YOUR OBJECTIVE: Turn the records into a Markdown table with the columns No. and Entry, numbering each row and leaving out blank lines.
╭──
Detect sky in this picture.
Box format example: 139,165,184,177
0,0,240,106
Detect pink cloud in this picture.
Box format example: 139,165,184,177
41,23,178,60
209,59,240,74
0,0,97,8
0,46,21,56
╰──
CORRECT RESULT:
| No. | Entry |
|---|---|
| 1 | Detect sky in this picture. |
| 2 | Box format example: 139,165,184,177 |
| 3 | 0,0,240,106 |
| 4 | Detect pink cloud in this picture. |
| 5 | Box format example: 139,165,184,177 |
| 6 | 41,23,178,60 |
| 7 | 209,59,240,74 |
| 8 | 0,0,97,8 |
| 9 | 0,46,21,56 |